Extracted records:
Content starts

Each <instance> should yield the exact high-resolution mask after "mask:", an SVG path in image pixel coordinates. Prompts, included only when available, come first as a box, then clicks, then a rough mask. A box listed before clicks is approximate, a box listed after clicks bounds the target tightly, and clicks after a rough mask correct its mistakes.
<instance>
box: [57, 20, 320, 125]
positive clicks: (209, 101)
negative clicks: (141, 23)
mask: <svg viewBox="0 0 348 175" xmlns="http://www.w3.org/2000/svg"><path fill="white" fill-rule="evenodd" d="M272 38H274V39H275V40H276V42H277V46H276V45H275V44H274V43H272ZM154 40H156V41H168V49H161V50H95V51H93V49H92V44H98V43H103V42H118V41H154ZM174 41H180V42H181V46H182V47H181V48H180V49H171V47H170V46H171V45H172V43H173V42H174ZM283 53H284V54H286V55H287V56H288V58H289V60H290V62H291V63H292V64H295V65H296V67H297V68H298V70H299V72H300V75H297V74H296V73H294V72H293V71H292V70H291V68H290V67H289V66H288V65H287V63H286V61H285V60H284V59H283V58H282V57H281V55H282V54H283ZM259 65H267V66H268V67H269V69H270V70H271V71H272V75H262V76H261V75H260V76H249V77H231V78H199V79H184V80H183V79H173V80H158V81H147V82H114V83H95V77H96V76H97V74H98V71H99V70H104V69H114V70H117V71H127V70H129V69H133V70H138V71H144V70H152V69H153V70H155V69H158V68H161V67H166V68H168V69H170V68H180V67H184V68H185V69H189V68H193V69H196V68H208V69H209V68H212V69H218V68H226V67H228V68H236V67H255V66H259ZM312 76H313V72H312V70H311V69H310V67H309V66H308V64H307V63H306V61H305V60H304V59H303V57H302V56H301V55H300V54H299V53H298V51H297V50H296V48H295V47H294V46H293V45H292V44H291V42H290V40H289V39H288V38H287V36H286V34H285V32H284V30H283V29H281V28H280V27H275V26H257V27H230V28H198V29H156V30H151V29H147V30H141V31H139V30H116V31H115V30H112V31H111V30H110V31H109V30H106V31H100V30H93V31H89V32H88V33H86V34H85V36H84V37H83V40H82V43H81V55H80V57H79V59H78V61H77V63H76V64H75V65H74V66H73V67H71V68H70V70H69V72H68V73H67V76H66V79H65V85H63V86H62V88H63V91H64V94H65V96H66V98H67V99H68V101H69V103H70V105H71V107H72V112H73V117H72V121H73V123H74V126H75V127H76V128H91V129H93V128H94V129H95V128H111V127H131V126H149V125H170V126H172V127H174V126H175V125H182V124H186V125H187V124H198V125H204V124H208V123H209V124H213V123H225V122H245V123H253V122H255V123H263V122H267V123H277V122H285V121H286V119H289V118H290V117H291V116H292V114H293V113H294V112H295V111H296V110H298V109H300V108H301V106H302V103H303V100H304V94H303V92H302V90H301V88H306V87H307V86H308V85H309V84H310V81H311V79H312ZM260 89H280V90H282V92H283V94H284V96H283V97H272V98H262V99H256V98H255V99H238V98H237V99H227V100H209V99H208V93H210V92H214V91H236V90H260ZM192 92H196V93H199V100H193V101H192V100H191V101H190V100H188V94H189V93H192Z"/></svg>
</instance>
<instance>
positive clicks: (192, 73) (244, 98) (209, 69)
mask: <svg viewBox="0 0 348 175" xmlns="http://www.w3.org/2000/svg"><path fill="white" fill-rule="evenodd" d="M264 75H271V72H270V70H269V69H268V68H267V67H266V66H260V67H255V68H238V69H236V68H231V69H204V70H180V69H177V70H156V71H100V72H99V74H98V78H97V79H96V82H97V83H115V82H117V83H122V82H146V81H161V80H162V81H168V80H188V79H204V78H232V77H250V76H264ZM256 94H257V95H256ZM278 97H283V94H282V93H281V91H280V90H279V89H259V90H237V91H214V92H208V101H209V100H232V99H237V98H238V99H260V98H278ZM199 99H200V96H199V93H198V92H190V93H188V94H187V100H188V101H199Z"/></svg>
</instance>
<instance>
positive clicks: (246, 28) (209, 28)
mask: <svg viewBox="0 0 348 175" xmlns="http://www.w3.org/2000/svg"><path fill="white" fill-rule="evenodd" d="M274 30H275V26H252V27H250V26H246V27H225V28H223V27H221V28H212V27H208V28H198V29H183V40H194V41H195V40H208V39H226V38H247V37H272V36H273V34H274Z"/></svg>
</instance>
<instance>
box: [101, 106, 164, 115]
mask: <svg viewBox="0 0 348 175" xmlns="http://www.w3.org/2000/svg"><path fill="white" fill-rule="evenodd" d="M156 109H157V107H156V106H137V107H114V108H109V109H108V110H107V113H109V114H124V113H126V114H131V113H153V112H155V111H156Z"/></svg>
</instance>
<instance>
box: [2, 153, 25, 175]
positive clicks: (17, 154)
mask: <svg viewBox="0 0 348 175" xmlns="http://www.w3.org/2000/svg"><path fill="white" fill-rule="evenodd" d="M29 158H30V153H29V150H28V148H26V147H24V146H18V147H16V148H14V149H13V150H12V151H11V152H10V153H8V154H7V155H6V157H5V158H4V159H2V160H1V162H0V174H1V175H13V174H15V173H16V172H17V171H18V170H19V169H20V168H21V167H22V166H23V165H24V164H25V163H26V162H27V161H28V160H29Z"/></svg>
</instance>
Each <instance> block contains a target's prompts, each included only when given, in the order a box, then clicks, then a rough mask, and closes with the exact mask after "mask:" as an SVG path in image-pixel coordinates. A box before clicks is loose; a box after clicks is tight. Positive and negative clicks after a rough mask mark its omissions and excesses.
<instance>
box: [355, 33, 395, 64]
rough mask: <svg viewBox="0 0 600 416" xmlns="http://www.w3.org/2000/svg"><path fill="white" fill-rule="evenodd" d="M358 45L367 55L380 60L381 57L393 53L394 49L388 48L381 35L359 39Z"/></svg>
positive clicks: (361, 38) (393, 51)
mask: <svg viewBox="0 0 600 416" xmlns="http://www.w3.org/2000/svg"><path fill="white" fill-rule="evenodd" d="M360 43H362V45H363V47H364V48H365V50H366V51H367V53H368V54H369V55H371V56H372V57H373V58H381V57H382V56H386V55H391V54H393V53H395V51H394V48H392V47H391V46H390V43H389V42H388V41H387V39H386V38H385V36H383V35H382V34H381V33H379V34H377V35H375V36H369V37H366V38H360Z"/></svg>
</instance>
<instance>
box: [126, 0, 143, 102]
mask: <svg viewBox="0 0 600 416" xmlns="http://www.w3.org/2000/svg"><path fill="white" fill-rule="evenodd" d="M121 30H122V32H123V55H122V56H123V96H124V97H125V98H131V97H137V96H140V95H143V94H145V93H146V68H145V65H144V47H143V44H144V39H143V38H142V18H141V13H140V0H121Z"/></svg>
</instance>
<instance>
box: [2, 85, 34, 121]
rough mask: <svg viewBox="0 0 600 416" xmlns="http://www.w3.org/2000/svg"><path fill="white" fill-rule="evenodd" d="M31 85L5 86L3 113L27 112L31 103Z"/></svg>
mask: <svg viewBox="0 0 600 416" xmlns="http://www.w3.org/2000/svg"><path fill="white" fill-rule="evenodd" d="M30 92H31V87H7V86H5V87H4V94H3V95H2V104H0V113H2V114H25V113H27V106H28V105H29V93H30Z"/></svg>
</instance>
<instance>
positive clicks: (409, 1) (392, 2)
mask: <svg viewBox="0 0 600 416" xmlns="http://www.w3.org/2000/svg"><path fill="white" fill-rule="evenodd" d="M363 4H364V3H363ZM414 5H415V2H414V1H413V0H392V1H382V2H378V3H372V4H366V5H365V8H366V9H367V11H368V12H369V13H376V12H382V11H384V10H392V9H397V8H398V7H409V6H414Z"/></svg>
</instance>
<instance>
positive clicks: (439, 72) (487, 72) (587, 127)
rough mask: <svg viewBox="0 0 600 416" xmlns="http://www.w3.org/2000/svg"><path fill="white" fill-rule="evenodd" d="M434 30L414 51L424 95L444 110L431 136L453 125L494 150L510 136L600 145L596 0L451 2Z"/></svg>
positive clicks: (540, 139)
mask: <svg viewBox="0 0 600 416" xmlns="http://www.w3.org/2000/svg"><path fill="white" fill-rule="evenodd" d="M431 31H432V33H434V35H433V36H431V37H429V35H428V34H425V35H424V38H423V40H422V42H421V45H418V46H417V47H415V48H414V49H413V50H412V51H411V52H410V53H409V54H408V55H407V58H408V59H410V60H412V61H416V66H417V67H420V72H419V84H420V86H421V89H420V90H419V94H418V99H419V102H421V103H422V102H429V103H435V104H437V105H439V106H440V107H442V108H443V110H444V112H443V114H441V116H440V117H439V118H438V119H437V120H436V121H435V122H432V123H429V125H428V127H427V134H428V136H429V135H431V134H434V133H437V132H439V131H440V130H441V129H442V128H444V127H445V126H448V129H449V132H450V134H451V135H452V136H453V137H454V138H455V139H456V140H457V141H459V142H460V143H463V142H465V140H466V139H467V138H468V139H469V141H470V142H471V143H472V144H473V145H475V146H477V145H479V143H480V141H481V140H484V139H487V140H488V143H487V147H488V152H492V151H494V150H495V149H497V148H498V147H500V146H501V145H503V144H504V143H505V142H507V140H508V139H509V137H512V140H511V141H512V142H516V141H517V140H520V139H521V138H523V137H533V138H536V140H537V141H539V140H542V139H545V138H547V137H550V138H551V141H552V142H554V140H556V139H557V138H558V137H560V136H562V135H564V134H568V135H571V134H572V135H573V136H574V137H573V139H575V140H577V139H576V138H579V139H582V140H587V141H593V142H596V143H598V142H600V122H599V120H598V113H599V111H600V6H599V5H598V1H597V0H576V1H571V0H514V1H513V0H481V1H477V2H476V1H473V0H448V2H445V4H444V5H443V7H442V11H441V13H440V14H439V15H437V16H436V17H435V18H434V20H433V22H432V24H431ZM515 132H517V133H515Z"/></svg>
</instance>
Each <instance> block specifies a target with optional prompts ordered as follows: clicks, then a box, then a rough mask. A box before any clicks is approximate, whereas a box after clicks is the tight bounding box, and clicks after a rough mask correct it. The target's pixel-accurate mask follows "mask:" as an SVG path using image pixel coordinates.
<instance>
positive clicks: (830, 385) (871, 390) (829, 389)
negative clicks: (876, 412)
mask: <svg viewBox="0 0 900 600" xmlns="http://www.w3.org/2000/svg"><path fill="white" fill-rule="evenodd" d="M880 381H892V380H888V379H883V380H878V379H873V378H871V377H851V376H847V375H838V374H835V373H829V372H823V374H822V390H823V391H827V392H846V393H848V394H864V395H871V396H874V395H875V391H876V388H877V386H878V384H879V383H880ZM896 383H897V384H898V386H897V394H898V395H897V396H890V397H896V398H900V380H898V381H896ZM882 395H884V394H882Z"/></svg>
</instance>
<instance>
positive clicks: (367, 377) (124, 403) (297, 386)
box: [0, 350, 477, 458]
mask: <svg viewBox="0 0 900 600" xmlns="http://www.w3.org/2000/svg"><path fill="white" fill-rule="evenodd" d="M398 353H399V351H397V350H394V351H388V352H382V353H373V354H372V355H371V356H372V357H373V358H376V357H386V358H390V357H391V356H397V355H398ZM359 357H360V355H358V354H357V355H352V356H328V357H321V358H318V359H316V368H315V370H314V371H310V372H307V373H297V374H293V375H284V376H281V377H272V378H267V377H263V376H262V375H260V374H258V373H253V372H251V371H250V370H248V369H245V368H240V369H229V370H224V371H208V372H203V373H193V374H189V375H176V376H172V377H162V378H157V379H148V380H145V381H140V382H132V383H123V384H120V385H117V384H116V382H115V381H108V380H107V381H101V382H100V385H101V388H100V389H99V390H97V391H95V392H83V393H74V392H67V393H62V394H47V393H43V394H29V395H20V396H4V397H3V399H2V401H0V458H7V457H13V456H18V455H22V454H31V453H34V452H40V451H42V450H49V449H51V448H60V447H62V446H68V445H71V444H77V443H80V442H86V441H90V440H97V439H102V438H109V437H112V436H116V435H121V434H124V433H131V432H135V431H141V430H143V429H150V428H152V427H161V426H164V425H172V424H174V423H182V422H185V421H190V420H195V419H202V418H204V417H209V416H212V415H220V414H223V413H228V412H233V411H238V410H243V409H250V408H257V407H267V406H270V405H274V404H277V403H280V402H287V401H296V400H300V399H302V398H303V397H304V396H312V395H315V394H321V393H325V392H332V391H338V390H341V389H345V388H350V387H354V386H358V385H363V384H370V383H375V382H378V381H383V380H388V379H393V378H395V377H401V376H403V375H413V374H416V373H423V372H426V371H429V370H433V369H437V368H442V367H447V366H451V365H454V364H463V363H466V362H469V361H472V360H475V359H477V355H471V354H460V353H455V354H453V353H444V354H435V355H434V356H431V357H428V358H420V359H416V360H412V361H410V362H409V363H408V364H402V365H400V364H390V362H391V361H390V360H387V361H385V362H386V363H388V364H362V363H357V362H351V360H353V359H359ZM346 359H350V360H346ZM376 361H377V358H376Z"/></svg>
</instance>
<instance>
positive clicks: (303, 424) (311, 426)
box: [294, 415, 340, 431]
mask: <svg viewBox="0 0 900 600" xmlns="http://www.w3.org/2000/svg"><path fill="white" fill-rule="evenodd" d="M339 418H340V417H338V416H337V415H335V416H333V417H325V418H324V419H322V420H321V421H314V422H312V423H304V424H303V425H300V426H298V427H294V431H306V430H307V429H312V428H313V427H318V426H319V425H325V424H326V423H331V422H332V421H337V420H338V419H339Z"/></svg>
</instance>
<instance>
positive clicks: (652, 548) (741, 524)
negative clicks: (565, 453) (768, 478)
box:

Content ends

Transcribe the records above exactly, beginning at the line that contains "positive clicks: (830, 385)" and ending with the line that contains "positive clicks: (367, 377)", both included, and nothing else.

* RESPONSE BELOW
positive clicks: (830, 385) (871, 390) (829, 389)
negative clicks: (876, 412)
mask: <svg viewBox="0 0 900 600" xmlns="http://www.w3.org/2000/svg"><path fill="white" fill-rule="evenodd" d="M880 381H892V380H888V379H883V380H878V379H873V378H871V377H851V376H847V375H838V374H835V373H829V372H823V374H822V390H823V391H827V392H846V393H848V394H864V395H871V396H874V395H875V391H876V388H877V386H878V384H879V383H880ZM896 383H897V384H898V386H897V394H898V395H897V396H890V397H896V398H900V380H898V381H896ZM882 395H884V394H882Z"/></svg>
</instance>
<instance>
positive clicks: (367, 377) (124, 403) (297, 386)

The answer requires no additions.